[Tugas Latihan]
A: Terjemahkan kalimat "Organisasi nirlaba bidang kebudayaan, Samana Foundation, menjadi penyelenggaranya." dari berita tentang Borobudur Writers and Cultural Festival ke dalam bahasa Inggris.
B: Konversikan semua catatan menjadi CSV dua kolom bernama permintaan dan jawaban, dengan satu baris per catatan berisi teks permintaan dan jawabannya. Letakkan masing-masing dalam satu isian bertanda kutip, dan ganti setiap jeda baris dengan spasi.

[Teks Halaman]

※ ※ ※

TEMPO.CO, Yogyakarta - Borobudur Writers and Cultural Festival kembali digelar di Magelang, Jawa Tengah, dan Yogyakarta, 12-15 November 2014. Tahun ini acara tersebut mengangkat tema "Ratu Adil: Kuasa dan Pemberontakan di Nusantara".
Borobudur Writers & Cultural Festival tahun ketiga ini melibatkan setidaknya 250 penulis sastra, sejarawan, arkeolog, dan jurnalis. "Mereka akan membahas sejarah kekuasaan yang pernah ada dalam sejarah Nusantara," kata ketua pelaksana Yoke Darmawan melalui surat elektronik yang diterima Tempo, Kamis, 6 November 2014. (baca juga: Borobudur Writer Festival Digelar 17 Oktober 2013)
Organisasi nirlaba bidang kebudayaan, Samana Foundation, menjadi penyelenggaranya. Selain seminar, acara tahunan ini juga menampilkan panggung musik, tari, pembacaan puisi, pameran seni rupa tentang Candi Borobudur, pemahaman tubuh melalui silat, dan pentas monolog. Ada pula pemutaran film tentang kekuasaan dan kekerasan, diskusi buku arkeologi, dan peluncuran buku sastra berlatar sejarah kekuasaan.
Serangkaian acara Borobudur Writers and Cultural Festival akan digelar di Hotel Manohara, Borobudur, Magelang, Jawa Tengah, Hotel Hyatt Regency Yogyakarta, Hotel Sheraton Mustika Yogyakarta, Desa Gejayan di lereng Gunung Merbabu, dan Desa Tutup Ngisor di lereng Gunung Merapi.

※ ※ ※

[Bahan Ekstraksi]
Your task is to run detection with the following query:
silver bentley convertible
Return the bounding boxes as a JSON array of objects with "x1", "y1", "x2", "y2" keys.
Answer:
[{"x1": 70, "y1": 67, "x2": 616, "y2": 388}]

※ ※ ※

[Hasil Latihan]
A: A nonprofit cultural organization, Samana Foundation, is its organizer.

B:
permintaan,jawaban
"Your task is to run detection with the following query: silver bentley convertible Return the bounding boxes as a JSON array of objects with ""x1"", ""y1"", ""x2"", ""y2"" keys. Answer:","[{""x1"": 70, ""y1"": 67, ""x2"": 616, ""y2"": 388}]"